**** Recorded information

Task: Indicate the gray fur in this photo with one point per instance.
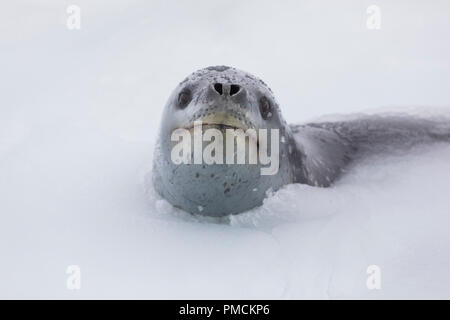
(315, 153)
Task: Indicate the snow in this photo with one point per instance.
(79, 114)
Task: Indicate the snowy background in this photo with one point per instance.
(79, 114)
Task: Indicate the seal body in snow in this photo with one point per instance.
(316, 154)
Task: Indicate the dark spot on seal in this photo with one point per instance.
(218, 68)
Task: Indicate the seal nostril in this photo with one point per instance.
(218, 88)
(234, 89)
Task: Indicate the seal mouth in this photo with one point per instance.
(222, 120)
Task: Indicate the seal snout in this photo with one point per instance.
(225, 91)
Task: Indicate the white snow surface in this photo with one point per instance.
(79, 115)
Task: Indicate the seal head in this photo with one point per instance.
(221, 98)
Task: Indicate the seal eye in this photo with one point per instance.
(184, 98)
(265, 108)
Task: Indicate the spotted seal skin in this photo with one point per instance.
(315, 154)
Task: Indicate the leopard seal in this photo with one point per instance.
(315, 154)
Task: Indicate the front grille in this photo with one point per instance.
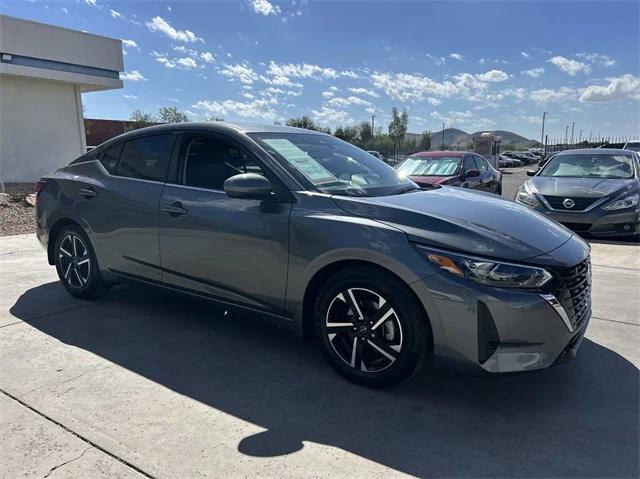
(575, 292)
(580, 204)
(578, 227)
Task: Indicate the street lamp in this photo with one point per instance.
(544, 114)
(443, 135)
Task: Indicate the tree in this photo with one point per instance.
(364, 134)
(307, 123)
(398, 127)
(425, 141)
(170, 114)
(141, 119)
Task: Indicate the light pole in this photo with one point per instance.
(544, 114)
(443, 135)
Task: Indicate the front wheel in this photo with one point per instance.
(76, 263)
(371, 328)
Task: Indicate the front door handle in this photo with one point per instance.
(174, 209)
(88, 193)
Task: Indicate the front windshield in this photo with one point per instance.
(590, 165)
(430, 166)
(331, 165)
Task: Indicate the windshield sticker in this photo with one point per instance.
(301, 160)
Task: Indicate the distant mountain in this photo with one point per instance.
(459, 139)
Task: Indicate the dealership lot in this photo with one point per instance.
(146, 384)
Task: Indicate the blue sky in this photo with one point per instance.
(473, 65)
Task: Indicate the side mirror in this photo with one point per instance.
(248, 186)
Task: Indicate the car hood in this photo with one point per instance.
(431, 180)
(580, 187)
(464, 220)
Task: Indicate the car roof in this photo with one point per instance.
(591, 151)
(441, 153)
(213, 126)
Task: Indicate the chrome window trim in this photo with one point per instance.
(594, 205)
(555, 304)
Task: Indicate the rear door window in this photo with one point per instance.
(110, 158)
(146, 158)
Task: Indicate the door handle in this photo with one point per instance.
(174, 209)
(88, 193)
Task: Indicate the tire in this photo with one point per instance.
(76, 263)
(386, 346)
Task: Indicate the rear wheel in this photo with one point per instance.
(371, 328)
(76, 263)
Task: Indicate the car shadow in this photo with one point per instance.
(576, 420)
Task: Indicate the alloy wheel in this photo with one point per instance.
(75, 261)
(364, 330)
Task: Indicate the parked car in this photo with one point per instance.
(453, 168)
(594, 191)
(319, 236)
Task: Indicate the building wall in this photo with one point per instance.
(40, 127)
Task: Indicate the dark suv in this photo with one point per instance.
(320, 237)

********

What the task requires: Above are records with pictures; repeat the records exactly and leave the pictures out.

The completed task:
Task: Indicate the gray fur in this photo with one point per instance.
(315, 153)
Task: Indicate the snow in this photo with one point per instance.
(79, 114)
Task: Indicate the snowy background in this photo with one point per instance.
(79, 114)
Task: Indicate the seal body in snow in this photo with one point per instance.
(316, 154)
Task: Indicate the dark spot on seal in this photo with one point per instance.
(218, 68)
Task: Indicate the seal nostril in this photo with one point per instance.
(218, 88)
(234, 89)
Task: Indicate the seal mouth in this photo with one point per instance.
(222, 120)
Task: Indicate the seal snout in this photo with one point per instance.
(225, 91)
Task: Indicate the white snow surface in this photo with one point per instance.
(79, 115)
Task: Indicate the seal head in this photo with one point per instance.
(221, 98)
Task: Indicate the seal eye in this photo with one point per instance.
(184, 98)
(265, 108)
Task: Indicate the spotted seal skin in this photo with one point per instance.
(315, 154)
Task: Indicate the leopard seal in this photo with one point per instance.
(315, 154)
Task: Indicate the front grille in this photo with one point per instance.
(575, 292)
(580, 204)
(578, 227)
Task: Indicate the street lamp in this photo with one point per instance.
(544, 114)
(443, 135)
Task: Indicate the tree in this photo with one point per instance.
(364, 134)
(307, 123)
(398, 127)
(425, 141)
(170, 114)
(141, 119)
Task: Indicate the light pole in this photo with one point per instance.
(544, 114)
(443, 135)
Task: Indicate the front wheel in this photo with one point per instance.
(76, 263)
(371, 328)
Task: Indicate the front door handle in this photo with one point per instance.
(174, 209)
(88, 193)
Task: Indicate the front windshield in this photo with one point per instance.
(590, 165)
(430, 166)
(331, 165)
Task: Indicate the windshield sticker in this photo with one point per instance.
(301, 160)
Task: Indicate the distant mountain in this photo with one point per instance.
(459, 139)
Task: Indicate the dealership lot in this photo with one point per instance.
(146, 384)
Task: Indicate the blue sky in this photo with one point per instance.
(473, 65)
Task: Indicate the side mirror in this photo with one point per instance.
(248, 186)
Task: Indicate the car hood in this photo with one point per instance.
(431, 180)
(580, 187)
(464, 220)
Task: Indicate the car roof in this photo with one point per instance.
(591, 151)
(441, 153)
(213, 126)
Task: Indicate the chrome window trim in this photo with one point per instance.
(594, 205)
(555, 304)
Task: Indicate the rear door window in this photo with one point per instance.
(110, 158)
(146, 158)
Task: Indicate the door handle in this photo with one point per instance.
(174, 209)
(88, 193)
Task: Indicate the tire in this photo with one point per instance.
(76, 263)
(386, 346)
Task: Indicate the rear wheel in this photo with one point per instance.
(371, 328)
(76, 263)
Task: Indicate the car shadow in this photo with one point per instance.
(576, 420)
Task: Indicate the alloy wheel in this photo with one point per instance.
(75, 261)
(364, 330)
Task: Indicate the parked car in this photo with one point per instance.
(453, 168)
(594, 191)
(319, 236)
Task: Indicate the building wall in this photo with one point per instance.
(40, 127)
Task: Indicate the dark suv in this photo with one point per instance.
(320, 237)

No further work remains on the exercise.